More immigration could temporarily avert demographic decline and its associated problems. In 2024, the National Immigration Forum reported that the country needed a 37 percent boost in net immigration over projected 2020 levels “to prevent the U.S. from falling into demographic deficit and socioeconomic decline.” According to a separate 2024 analysis by the Penn Wharton Budget Model, restoring the current worker-retiree ratio over the long term would require an annual immigration rate 3.5 times higher than the 2024 rate.

In the aftermath of the Biden administration’s border crisis, however, the American Right has taken an unprecedentedly hardline position against immigration, both legal and illegal. Last October, for example, Vice President J. D. Vance said that “we have to get the overall numbers way, way down.” In November, Texas representative Chip Roy introduced legislation to freeze all immigration.

Reaching the requisite levels of immigration also faces social constraints. With the foreign-born population of the United States already at an all-time high, scaling up immigration would raise concerns about assimilation and social cohesion. Even if the Democrats recapture the White House in 2028, attempting to replicate the Biden administration’s open-borders agenda would likely ignite another right-wing populist backlash, much as it has throughout the Western European democracies.

If increasing immigration isn’t a politically palatable option, neither is another possible reform: raising the retirement age.

In 2023, amid France’s ongoing pension debacle, President Emmanuel Macron signed a controversial law raising the retirement age from 62 to 64—a move supported by only 36 percent of voters. Though this new age limit was still a year below the European Union average of 65, more than 1 million people took to the streets in protest, and riots broke out across Paris.

American public support for raising the retirement age is even lower than in France—just 17 percent. In 2024, conservative commentator Ben Shapiro caused an online frenzy when he suggested raising the retirement age and described retirement itself as a “stupid idea.” He acknowledged that he had touched a “political third rail.” In the 2012 presidential election, Mitt Romney and Paul Ryan touched it, too—and lost.

▶ [Provided information]:
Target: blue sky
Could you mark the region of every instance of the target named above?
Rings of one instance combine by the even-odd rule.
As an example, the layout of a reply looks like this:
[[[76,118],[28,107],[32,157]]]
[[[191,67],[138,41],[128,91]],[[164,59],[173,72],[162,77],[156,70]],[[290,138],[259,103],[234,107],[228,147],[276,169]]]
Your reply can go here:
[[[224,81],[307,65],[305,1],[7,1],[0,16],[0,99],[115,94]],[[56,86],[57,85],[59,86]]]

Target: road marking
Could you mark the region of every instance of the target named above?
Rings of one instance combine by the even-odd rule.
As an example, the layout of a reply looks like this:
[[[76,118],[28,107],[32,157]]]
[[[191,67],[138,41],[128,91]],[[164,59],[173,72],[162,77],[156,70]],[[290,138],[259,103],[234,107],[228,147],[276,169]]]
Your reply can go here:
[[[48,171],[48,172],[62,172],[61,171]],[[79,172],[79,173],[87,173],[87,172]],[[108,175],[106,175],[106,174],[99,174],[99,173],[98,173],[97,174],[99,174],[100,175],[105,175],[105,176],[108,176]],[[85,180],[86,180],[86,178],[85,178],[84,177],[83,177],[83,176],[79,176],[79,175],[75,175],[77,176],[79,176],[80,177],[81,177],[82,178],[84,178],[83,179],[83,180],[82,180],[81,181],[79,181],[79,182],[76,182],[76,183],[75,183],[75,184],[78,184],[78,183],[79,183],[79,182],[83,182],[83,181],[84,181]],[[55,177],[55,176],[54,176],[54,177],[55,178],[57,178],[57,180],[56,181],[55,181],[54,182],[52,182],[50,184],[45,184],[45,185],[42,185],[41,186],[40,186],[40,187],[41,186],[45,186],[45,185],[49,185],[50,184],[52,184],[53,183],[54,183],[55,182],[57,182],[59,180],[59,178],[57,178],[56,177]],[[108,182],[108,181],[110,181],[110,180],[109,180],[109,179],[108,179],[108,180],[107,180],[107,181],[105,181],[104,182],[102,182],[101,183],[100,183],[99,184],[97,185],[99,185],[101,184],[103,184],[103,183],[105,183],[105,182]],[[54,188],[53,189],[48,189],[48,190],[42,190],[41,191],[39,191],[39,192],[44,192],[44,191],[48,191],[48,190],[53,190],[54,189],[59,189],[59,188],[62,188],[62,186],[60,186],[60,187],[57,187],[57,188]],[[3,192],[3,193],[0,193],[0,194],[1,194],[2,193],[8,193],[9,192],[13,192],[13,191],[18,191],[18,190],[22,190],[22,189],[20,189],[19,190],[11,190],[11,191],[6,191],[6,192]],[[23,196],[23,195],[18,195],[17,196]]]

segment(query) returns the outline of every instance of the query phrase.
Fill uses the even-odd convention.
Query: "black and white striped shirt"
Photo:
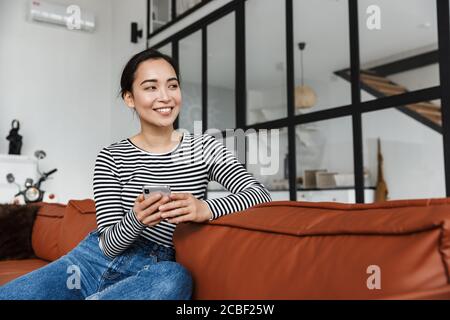
[[[209,181],[217,181],[231,192],[204,200],[213,219],[271,201],[267,189],[208,134],[184,133],[177,147],[167,153],[142,150],[129,139],[103,148],[95,162],[93,191],[97,228],[102,235],[100,247],[105,255],[117,256],[140,235],[173,247],[176,225],[163,220],[148,227],[132,211],[143,185],[170,185],[172,192],[191,193],[203,200]]]

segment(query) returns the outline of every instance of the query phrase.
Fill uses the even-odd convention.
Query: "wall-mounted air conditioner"
[[[30,20],[51,23],[69,30],[95,30],[95,16],[78,5],[63,5],[48,1],[30,1]]]

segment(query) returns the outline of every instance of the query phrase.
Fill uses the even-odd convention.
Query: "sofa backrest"
[[[195,299],[450,299],[449,228],[450,198],[278,201],[181,224],[174,244]]]
[[[70,200],[67,205],[40,203],[32,232],[37,257],[54,261],[72,250],[96,228],[92,199]]]

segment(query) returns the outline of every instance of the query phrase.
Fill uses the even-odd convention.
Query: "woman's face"
[[[164,59],[140,63],[133,93],[126,93],[125,102],[141,121],[157,127],[172,126],[181,108],[181,90],[173,67]]]

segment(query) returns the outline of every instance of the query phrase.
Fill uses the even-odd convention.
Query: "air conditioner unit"
[[[95,30],[95,16],[77,5],[62,5],[47,1],[30,1],[30,19],[66,27],[70,30]]]

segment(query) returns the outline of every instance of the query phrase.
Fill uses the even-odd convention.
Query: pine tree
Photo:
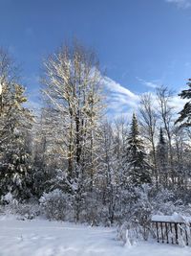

▶ [What this exercise asks]:
[1] Reproduce the passage on demographic decline word for word, beginning at the words "Reaching the requisite" and stopping after "Western European democracies.".
[2] Give every percentage figure stated in the passage on demographic decline.
[3] In the passage on demographic decline, to what age did the 2023 French law raise the retirement age?

▶ [Answers for each item]:
[1]
Reaching the requisite levels of immigration also faces social constraints. With the foreign-born population of the United States already at an all-time high, scaling up immigration would raise concerns about assimilation and social cohesion. Even if the Democrats recapture the White House in 2028, attempting to replicate the Biden administration’s open-borders agenda would likely ignite another right-wing populist backlash, much as it has throughout the Western European democracies.

[2] 37 percent, 36 percent, 17 percent

[3] It raised the retirement age from 62 to 64.